Task instructions:
(a) From the article on the Rosemont resident's detention, output the passage starting with "Sacramento sheriff violates" and going on through "a trash can.", word for word.
(b) Answer these questions from the article on the Rosemont resident's detention:
(i) On what date did the deputies come to Del Agua's garage?
(ii) What was Del Agua booked for at the downtown jail?
(iii) As of what month and year are ICE holds more or less illegal?

Source extract:
+++

Sacramento sheriff violates TRUST Act, illegally detains and nearly deports Rosemont resident
Department vows to abide by new law but critics blast its ongoing relationship with ICE
It was a Friday night after a long work week, and like many Sacramento guys Martin Del Agua was hanging out in his garage: tooling on his car, sipping a beer, playing with his two children, listening to music. Suddenly, a bang on the garage door. And then yelling. He opened it, and as it slid up, two Sacramento County sheriff deputies appeared. The duo yelled at Del Agua, telling him to turn off his music. When he didn’t, the officers threw him against a trash can.
Del Agua lives in Rosemont, just southeast of downtown, where his neighbor called in a complaint about his loud music. What the deputies didn’t know that evening, February 7, was that, according to Del Agua’s lawyer Angela Chan, his family had a restraining order against the neighbor because of constant harassment. That’s why Del Agua didn’t turn off the music.
A police report says he tried to run from the law, which prompted the deputies to slam him against the garbage bin, then his truck. His children watched. “[The deputies] actually grabbed his cellphone and threw it,” Chan said.
Del Agua’s wife, Julie, emerged from the house and pleaded with the deputies to stop. That didn’t happen. In fact, according to Chan, they threatened to call Child Protective Services on the family. Finally, they arrested Del Agua, and without reading him his Miranda rights, according to an audio recording of the arrest.
All this was recording on video because, as it turns out, the Del Agua family installed security cameras in the garage because of their neighbor. But, again, deputies did not realize this, so that night, Del Agua was booked at the downtown jail for public intoxication (Chan says he had two beers “at most”). He was never given an exam,
and charges eventually were dropped. That’s the good news.
The bad news is much, much worse: The sheriff’s department held Del Agua in jail the entire weekend under the threat of deportation back to Mexico.
Law-enforcement agencies in California hold immigrants who lack proper documentation under what is called a U.S. Immigration and Customs Enforcement hold, or ICE hold. Or at least they used to be able to do this. Sacramento County had been doing this for many years, but the issue at hand for Del Agua was that ICE holds, as of January 2014, are now more or less illegal.
Last year, Gov. Jerry Brown signed the TRUST Act. This law only permits sheriffs to detain suspected illegal immigrants in cases of felonies: violent crimes or high-level drug offenses. Playing music too loud doesn’t qualify.
But many counties, including Sacramento, have struggled to comply. That’s why Del Agua spent two nights in county jail, February 7-9.
Julie says that for nearly 72 hours, she and her 7- and 2-year-old kids agonized. Her children were confused—“Where’s Dad?”—and she was desperate for solutions.

+++

Data block:
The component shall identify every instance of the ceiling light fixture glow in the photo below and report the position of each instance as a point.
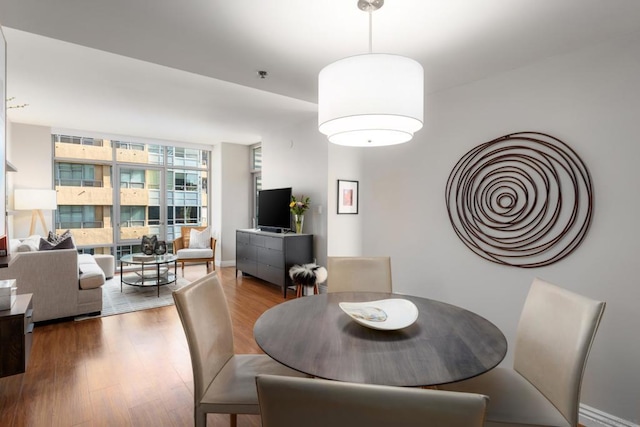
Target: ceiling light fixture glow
(371, 99)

+++

Answer set:
(a)
Sacramento sheriff violates TRUST Act, illegally detains and nearly deports Rosemont resident
Department vows to abide by new law but critics blast its ongoing relationship with ICE
It was a Friday night after a long work week, and like many Sacramento guys Martin Del Agua was hanging out in his garage: tooling on his car, sipping a beer, playing with his two children, listening to music. Suddenly, a bang on the garage door. And then yelling. He opened it, and as it slid up, two Sacramento County sheriff deputies appeared. The duo yelled at Del Agua, telling him to turn off his music. When he didn’t, the officers threw him against a trash can.

(b)
(i) February 7
(ii) Public intoxication
(iii) January 2014